**Extrait du document**
Ce livre très riche et non manichéen donne à la fois une vue d’ensemble et des détails très fouillés de la politique des deux camps pendant la guerre d’Algérie. Le tout est encadré par l’histoire de l’époque coloniale, puis de l’Algérie indépendante et de ses rapports avec la France, jusqu’en 2007 compris.
Les passages entre parenthèses sont des réactions ou des compléments purement personnels ; le reste reflète l’ouvrage, même si j’ai –rarement- quelques doutes sur telle ou telle appréciation.
Entrée en matière
La préface de Jean Daniel est excellente. Il évoque « Ferhat Abbas, embarrassant pour les deux camps » et de Gaulle : « quitter l’Algérie, mais pas après un Dien Bien Phu » et donc gagner militairement, ce qui fut fait. Il rappelle « la barbarie » du FLN, (toujours officiellement inavouée, alors qu’on exige « une repentance » française) et termine par l’appel de Jacques Berque à une « expiation double et partagée ».
Le livre s’ouvre sur l’ambiance morose, voire crépusculaire, du 19 mars 1962 jour du cessez le feu, suite aux accords d’Évian signés par le GPRA : Pompidou, Debré et l’armée y étaient opposés, ainsi qu’une partie du FLN, et en particulier Boumediene. L’auteur est navré de constater que l’opposition française y ait vu d’abord un prétexte à l’accentuation du « pouvoir personnel » du général de Gaulle. L’étranger, par contre, conscient de l’importance de l’événement, félicite. Les cadres du FLN sortent de la clandestinité, tandis que l’OAS lance un appel signé Salan demandant d’abattre « tout intellectuel soupçonné de sympathie pour le FLN »

**Entrées fournies**
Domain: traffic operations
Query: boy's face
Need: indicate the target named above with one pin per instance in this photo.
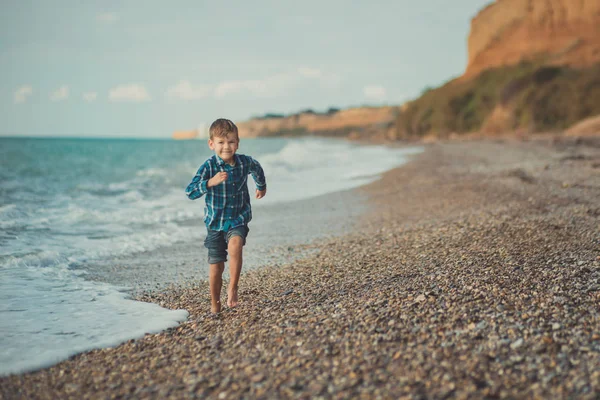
(224, 147)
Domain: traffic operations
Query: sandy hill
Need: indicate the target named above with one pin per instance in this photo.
(533, 65)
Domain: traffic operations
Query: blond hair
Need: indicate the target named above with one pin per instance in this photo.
(223, 127)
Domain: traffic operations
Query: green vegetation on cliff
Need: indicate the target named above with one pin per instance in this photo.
(527, 97)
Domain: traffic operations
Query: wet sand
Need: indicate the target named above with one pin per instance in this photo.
(476, 273)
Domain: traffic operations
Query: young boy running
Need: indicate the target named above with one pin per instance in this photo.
(223, 178)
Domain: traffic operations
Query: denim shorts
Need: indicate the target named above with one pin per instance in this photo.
(216, 242)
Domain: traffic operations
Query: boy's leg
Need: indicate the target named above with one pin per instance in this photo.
(235, 269)
(236, 239)
(215, 280)
(217, 255)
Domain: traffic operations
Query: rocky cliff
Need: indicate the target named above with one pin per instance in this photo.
(557, 32)
(354, 123)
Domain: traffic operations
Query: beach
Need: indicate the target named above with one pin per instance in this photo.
(474, 273)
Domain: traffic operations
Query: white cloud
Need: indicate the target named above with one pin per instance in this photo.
(275, 84)
(185, 91)
(107, 18)
(254, 86)
(310, 72)
(374, 92)
(90, 96)
(131, 92)
(62, 93)
(21, 94)
(269, 86)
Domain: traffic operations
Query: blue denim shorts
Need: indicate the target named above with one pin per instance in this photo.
(216, 242)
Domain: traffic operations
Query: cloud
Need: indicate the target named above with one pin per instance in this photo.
(62, 93)
(21, 94)
(374, 92)
(269, 86)
(107, 18)
(310, 72)
(275, 84)
(90, 96)
(131, 92)
(185, 91)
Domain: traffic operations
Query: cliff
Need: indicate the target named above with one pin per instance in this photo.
(557, 32)
(533, 65)
(353, 123)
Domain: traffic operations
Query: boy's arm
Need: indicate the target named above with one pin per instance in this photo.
(257, 174)
(199, 185)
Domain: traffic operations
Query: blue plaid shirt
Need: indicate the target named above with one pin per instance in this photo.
(227, 204)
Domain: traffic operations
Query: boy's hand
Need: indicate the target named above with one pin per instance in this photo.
(261, 193)
(217, 179)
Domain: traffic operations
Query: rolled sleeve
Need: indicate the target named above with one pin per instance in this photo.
(257, 174)
(199, 185)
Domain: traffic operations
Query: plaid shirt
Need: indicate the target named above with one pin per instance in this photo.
(227, 204)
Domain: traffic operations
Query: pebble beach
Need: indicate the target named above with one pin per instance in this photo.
(475, 273)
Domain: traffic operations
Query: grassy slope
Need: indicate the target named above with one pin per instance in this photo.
(539, 98)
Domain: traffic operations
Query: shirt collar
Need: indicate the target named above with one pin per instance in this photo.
(220, 161)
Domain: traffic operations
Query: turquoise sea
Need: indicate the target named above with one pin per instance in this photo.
(86, 222)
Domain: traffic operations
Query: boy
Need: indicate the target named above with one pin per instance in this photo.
(223, 178)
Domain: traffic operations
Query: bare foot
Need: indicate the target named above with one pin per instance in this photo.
(232, 299)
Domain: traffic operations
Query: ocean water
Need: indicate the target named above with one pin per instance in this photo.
(82, 221)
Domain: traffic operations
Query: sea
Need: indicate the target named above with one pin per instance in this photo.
(87, 223)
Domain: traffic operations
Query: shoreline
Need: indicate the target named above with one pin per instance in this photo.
(476, 274)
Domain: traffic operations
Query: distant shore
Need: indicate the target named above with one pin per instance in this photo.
(476, 273)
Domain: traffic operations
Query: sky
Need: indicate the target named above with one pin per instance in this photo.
(147, 68)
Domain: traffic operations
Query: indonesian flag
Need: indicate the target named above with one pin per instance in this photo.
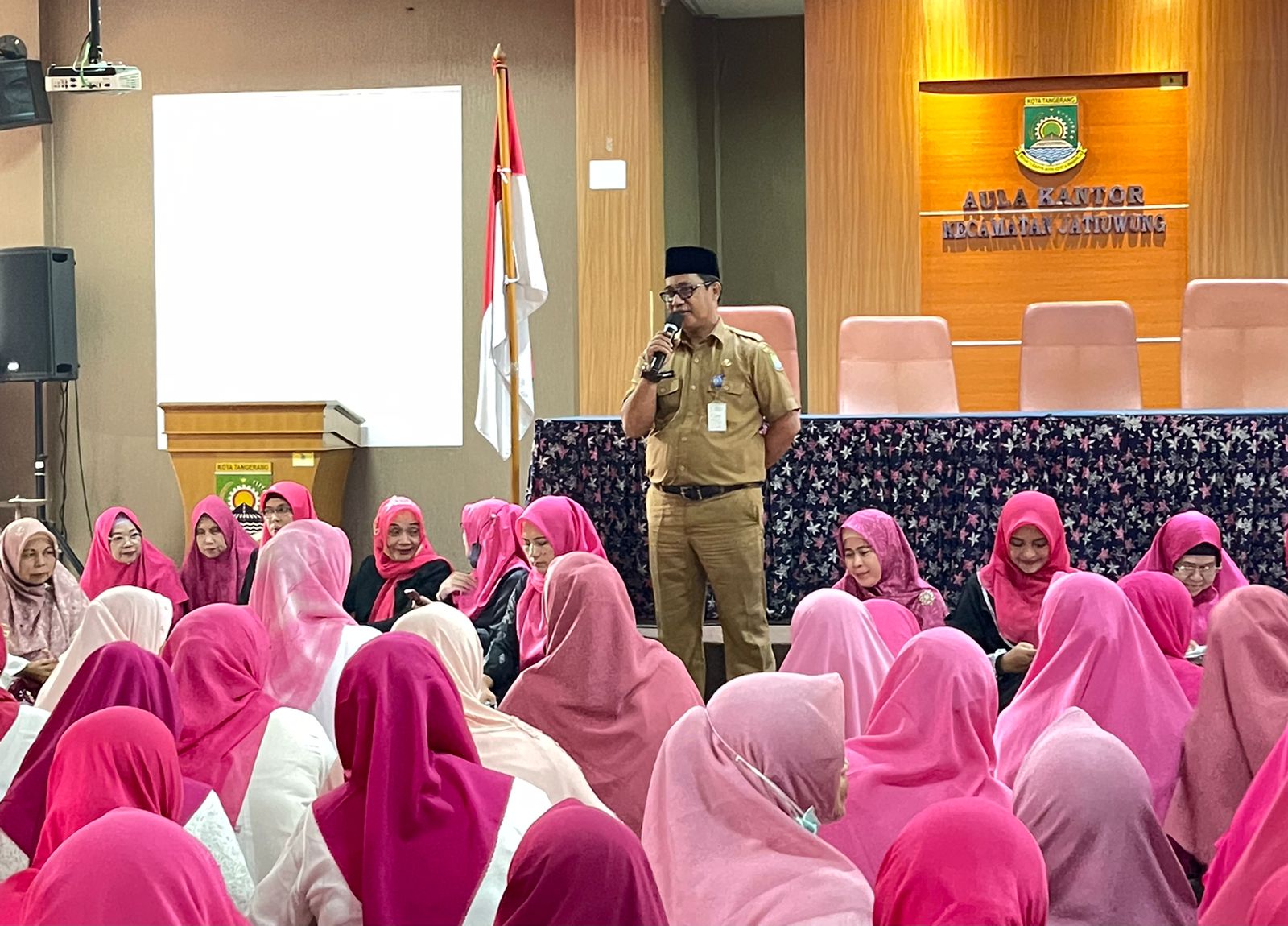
(493, 418)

**Consigne**
Mettez à jour le compte rendu de lecture entre « Les passages entre » et « ou telle appréciation. », bornes comprises, en remplaçant « doutes » par « réserves ».

**Résultat de l'exercice**
Les passages entre parenthèses sont des réactions ou des compléments purement personnels ; le reste reflète l’ouvrage, même si j’ai –rarement- quelques réserves sur telle ou telle appréciation.